__What is being asked__: Begin at the line that contains "on the reflection" and stop at the end of the items, then write out only those lines again, requests included. Shift every coordinate in the answers by adding 66 to it.

────────────────────

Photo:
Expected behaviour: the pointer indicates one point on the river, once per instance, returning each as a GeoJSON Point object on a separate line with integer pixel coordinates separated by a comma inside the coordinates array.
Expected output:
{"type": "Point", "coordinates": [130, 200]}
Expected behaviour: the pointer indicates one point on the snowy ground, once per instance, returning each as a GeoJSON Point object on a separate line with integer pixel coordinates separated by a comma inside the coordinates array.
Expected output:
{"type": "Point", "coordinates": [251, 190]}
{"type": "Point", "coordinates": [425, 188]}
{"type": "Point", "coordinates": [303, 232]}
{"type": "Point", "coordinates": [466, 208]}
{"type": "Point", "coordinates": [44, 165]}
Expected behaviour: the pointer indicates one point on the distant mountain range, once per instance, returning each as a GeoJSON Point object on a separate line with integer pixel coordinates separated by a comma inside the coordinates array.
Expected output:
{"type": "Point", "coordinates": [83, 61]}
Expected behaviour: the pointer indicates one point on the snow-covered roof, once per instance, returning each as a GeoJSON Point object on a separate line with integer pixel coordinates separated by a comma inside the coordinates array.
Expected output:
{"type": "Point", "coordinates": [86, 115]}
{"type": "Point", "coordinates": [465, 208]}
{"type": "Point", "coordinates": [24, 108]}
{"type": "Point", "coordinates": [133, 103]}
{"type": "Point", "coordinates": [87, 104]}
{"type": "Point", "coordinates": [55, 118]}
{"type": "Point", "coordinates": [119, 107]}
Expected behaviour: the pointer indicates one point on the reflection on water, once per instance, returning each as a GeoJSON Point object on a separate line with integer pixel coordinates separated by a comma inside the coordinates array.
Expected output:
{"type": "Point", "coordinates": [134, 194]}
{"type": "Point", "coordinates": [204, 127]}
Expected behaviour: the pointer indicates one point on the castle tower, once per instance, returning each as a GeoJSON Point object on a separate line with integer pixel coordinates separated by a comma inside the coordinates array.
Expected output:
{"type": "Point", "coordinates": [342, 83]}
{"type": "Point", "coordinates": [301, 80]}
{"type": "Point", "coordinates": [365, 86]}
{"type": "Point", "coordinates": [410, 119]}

────────────────────

__Solution to this task__:
Expected behaviour: the pointer indicates one point on the reflection on water, once per instance, returning each as a GeoJSON Point object on a separate line with integer pixel coordinates separated by a comma inside the coordinates array.
Expected output:
{"type": "Point", "coordinates": [200, 260]}
{"type": "Point", "coordinates": [270, 193]}
Expected behaviour: the pointer indicates one point on the castle tower, once per instance, returning each as a GeoJSON Point object on a separate line with integer pixel coordinates separated by a comma inside the coordinates array.
Expected output:
{"type": "Point", "coordinates": [408, 149]}
{"type": "Point", "coordinates": [367, 146]}
{"type": "Point", "coordinates": [431, 152]}
{"type": "Point", "coordinates": [476, 185]}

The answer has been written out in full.